Köşe Yazısı -
_ _ _ _ _
ERGÜN DİLER

Seçim!

HEM içeride hem bölgede adımlar peş peşe geliyor.
Başkan Erdoğan'ın Meral Hanım'ı kabul etmesi, yakında İmamoğlu ile Mansur Yavaş'ı da misafir edeceğinin iddia edilmesi oldukça anlamlıydı. CHP'nin yeni yüzü Özgür Özel'le başlayan "YUMUŞAMA" bir yandan Numan Bey'in yürüttüğü YENİ ANAYASA çalışmaları kapsamında ilerliyor gibi görüntü veriyordu.
MHP'nin de YENİ ANAYASA çalışmalarına belli maddeler üzerinden tepki verdiği fısıltılar arasındaydı. Ayrıca Başkan Erdoğan'ın İstanbul'da Abdullah Bey ile bir araya geldiği de söylenmekteydi. MHP, Sinan Ateş suikastından doğan sancılarla uğraşırken DEM ise hapse atılan belediye başkanları için çaba harcamaktaydı.
Başkan Erdoğan'ın CHP'yi 11 HAZİRAN'da ziyaret edeceği de açıklanmaktaydı. Suriye'nin kuzeyinde PYD gözetiminde yapılması düşünülen ancak Türkiye'nin itirazı üzerine iptal edilen ve Ağustos'a kaydırılan seçimlerle aynı gündü görüşme!
Belki de tesadüftü. Bilemem...
Hemen hemen her gün not düştüğüm gibi içerideki sıkıntının nedeni, sınırlarımızın aşağısından kaynaklanmaktaydı.
Nasıl mı? Açalım...
Demokratik Birlik Partisi yani PYD, 2003'te Suriye'de kuruldu.
Kuruluş bildirisinde Öcalan'ın ağırlığı vardı. Suriye'nin kuzeyi için "Kutsal Rojava" deniliyordu.
_ _ _ _ _
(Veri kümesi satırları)

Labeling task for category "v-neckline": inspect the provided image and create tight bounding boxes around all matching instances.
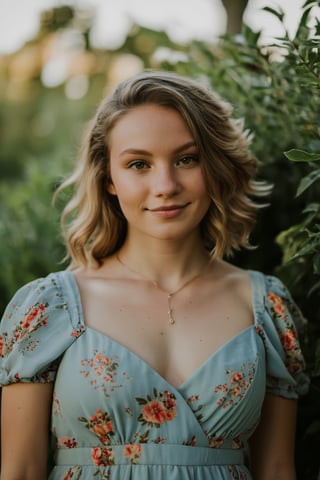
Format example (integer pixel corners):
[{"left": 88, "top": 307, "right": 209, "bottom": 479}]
[
  {"left": 83, "top": 324, "right": 254, "bottom": 393},
  {"left": 60, "top": 270, "right": 259, "bottom": 392}
]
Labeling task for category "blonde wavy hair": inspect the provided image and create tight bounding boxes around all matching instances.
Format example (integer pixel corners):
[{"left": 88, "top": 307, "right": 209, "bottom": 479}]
[{"left": 56, "top": 71, "right": 271, "bottom": 269}]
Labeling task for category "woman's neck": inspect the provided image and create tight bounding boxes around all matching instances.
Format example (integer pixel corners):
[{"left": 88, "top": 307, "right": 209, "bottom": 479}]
[{"left": 116, "top": 236, "right": 210, "bottom": 292}]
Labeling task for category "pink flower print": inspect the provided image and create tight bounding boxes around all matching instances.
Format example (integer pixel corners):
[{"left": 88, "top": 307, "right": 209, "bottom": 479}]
[
  {"left": 80, "top": 350, "right": 128, "bottom": 398},
  {"left": 71, "top": 325, "right": 85, "bottom": 338},
  {"left": 268, "top": 292, "right": 282, "bottom": 304},
  {"left": 280, "top": 330, "right": 297, "bottom": 350},
  {"left": 61, "top": 467, "right": 82, "bottom": 480},
  {"left": 79, "top": 409, "right": 115, "bottom": 445},
  {"left": 136, "top": 389, "right": 177, "bottom": 428},
  {"left": 123, "top": 443, "right": 143, "bottom": 464},
  {"left": 57, "top": 437, "right": 79, "bottom": 448},
  {"left": 230, "top": 385, "right": 242, "bottom": 397},
  {"left": 91, "top": 447, "right": 114, "bottom": 467},
  {"left": 213, "top": 362, "right": 255, "bottom": 409},
  {"left": 230, "top": 372, "right": 243, "bottom": 383}
]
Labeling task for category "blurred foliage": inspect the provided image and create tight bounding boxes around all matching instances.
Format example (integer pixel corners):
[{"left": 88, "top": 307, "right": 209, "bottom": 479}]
[{"left": 0, "top": 0, "right": 320, "bottom": 480}]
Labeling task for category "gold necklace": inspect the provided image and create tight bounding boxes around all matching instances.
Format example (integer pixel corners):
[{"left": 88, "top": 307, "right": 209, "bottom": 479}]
[{"left": 116, "top": 255, "right": 208, "bottom": 325}]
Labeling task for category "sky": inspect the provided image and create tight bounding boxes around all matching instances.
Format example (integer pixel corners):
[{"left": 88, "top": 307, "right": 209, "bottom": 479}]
[{"left": 0, "top": 0, "right": 316, "bottom": 54}]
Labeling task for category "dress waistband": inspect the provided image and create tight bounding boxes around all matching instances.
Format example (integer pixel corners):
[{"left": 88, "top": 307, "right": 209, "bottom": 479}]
[{"left": 56, "top": 443, "right": 244, "bottom": 466}]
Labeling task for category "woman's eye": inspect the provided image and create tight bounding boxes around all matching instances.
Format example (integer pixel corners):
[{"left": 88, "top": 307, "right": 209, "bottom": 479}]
[
  {"left": 177, "top": 155, "right": 198, "bottom": 167},
  {"left": 129, "top": 160, "right": 148, "bottom": 170}
]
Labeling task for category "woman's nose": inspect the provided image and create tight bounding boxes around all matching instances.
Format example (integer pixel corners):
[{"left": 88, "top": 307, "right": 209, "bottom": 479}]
[{"left": 153, "top": 166, "right": 181, "bottom": 197}]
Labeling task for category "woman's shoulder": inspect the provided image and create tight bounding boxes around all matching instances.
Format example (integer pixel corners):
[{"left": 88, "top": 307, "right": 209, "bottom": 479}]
[
  {"left": 4, "top": 270, "right": 81, "bottom": 324},
  {"left": 0, "top": 272, "right": 84, "bottom": 385}
]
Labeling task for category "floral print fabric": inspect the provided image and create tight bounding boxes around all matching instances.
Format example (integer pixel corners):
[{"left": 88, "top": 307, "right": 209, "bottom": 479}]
[{"left": 0, "top": 271, "right": 308, "bottom": 480}]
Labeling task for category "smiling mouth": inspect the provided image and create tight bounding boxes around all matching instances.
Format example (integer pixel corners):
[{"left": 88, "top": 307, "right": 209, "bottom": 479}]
[
  {"left": 146, "top": 203, "right": 190, "bottom": 219},
  {"left": 147, "top": 203, "right": 189, "bottom": 212}
]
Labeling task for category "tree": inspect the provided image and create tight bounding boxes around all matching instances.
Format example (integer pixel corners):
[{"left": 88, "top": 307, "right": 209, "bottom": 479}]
[{"left": 221, "top": 0, "right": 249, "bottom": 35}]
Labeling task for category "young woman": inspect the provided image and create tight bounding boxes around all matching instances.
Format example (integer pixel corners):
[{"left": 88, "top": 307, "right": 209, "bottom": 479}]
[{"left": 0, "top": 72, "right": 307, "bottom": 480}]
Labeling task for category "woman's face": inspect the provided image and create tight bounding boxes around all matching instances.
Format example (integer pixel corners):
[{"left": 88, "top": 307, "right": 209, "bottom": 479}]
[{"left": 108, "top": 104, "right": 210, "bottom": 244}]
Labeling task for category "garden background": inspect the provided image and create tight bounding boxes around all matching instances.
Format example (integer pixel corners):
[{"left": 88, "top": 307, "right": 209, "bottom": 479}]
[{"left": 0, "top": 0, "right": 320, "bottom": 480}]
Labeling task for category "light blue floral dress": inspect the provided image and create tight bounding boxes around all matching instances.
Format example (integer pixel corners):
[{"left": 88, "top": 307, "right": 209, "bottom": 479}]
[{"left": 0, "top": 271, "right": 308, "bottom": 480}]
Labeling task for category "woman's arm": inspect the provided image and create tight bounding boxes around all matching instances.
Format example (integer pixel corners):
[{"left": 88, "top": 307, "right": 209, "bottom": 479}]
[
  {"left": 1, "top": 383, "right": 53, "bottom": 480},
  {"left": 249, "top": 394, "right": 297, "bottom": 480}
]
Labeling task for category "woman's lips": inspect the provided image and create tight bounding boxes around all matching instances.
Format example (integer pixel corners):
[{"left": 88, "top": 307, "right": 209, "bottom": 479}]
[{"left": 148, "top": 203, "right": 189, "bottom": 218}]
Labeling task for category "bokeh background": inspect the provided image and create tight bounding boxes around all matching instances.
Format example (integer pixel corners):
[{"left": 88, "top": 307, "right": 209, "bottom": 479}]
[{"left": 0, "top": 0, "right": 320, "bottom": 480}]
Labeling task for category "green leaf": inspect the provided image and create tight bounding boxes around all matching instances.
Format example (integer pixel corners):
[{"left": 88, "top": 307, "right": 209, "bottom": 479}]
[
  {"left": 296, "top": 169, "right": 320, "bottom": 197},
  {"left": 283, "top": 148, "right": 320, "bottom": 162},
  {"left": 261, "top": 7, "right": 284, "bottom": 22}
]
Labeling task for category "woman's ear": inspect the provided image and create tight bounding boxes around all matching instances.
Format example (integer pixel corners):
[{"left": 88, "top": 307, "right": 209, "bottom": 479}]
[{"left": 106, "top": 182, "right": 117, "bottom": 195}]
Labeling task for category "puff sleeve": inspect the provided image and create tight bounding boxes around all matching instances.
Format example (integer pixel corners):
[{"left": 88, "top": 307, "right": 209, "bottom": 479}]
[
  {"left": 261, "top": 276, "right": 309, "bottom": 399},
  {"left": 0, "top": 272, "right": 83, "bottom": 386}
]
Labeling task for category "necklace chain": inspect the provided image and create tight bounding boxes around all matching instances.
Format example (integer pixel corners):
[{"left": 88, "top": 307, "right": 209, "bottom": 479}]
[{"left": 117, "top": 255, "right": 208, "bottom": 325}]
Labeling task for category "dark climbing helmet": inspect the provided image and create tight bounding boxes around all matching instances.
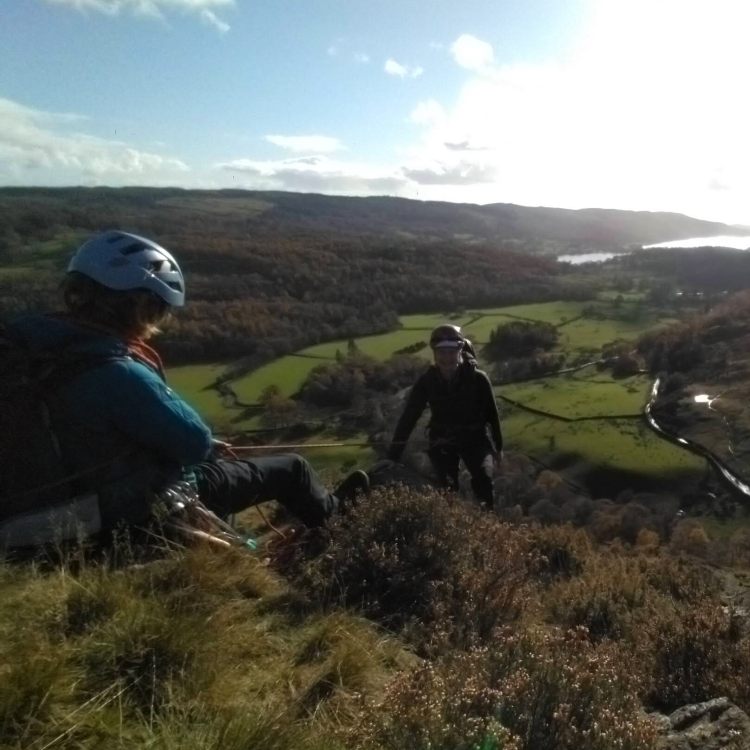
_ _ _ _ _
Çalışma Talimatları -
1 – Yazıda adı geçen siyasi partiler hangileri? Hepsini listeleyin.
2 – Yazıya göre şu soruları yanıtlayın:
(a) Başkan Erdoğan'ın CHP'yi hangi tarihte ziyaret edeceği açıklanıyordu?
(b) PYD hangi yıl ve hangi ülkede kuruldu?
(c) Kuruluş bildirisinde Suriye'nin kuzeyi için hangi ifade kullanılıyordu?
3 – Yazıdan bir bölümü aynen kopyalayın: "MHP'nin de YENİ" sözlerinin geçtiği yerden başlayın, "sınırlarımızın aşağısından kaynaklanmaktaydı." sözlerinden sonra durun.
Yanıtlarda yalnızca yazıdaki bilgilere dayanın.

Görev Sonuçları -
1 –
CHP
MHP
DEM
PYD (Demokratik Birlik Partisi)

2 –
(a) 11 Haziran.
(b) 2003'te, Suriye'de.
(c) "Kutsal Rojava".

3 –
MHP'nin de YENİ ANAYASA çalışmalarına belli maddeler üzerinden tepki verdiği fısıltılar arasındaydı. Ayrıca Başkan Erdoğan'ın İstanbul'da Abdullah Bey ile bir araya geldiği de söylenmekteydi. MHP, Sinan Ateş suikastından doğan sancılarla uğraşırken DEM ise hapse atılan belediye başkanları için çaba harcamaktaydı.
Başkan Erdoğan'ın CHP'yi 11 HAZİRAN'da ziyaret edeceği de açıklanmaktaydı. Suriye'nin kuzeyinde PYD gözetiminde yapılması düşünülen ancak Türkiye'nin itirazı üzerine iptal edilen ve Ağustos'a kaydırılan seçimlerle aynı gündü görüşme!
Belki de tesadüftü. Bilemem...
Hemen hemen her gün not düştüğüm gibi içerideki sıkıntının nedeni, sınırlarımızın aşağısından kaynaklanmaktaydı.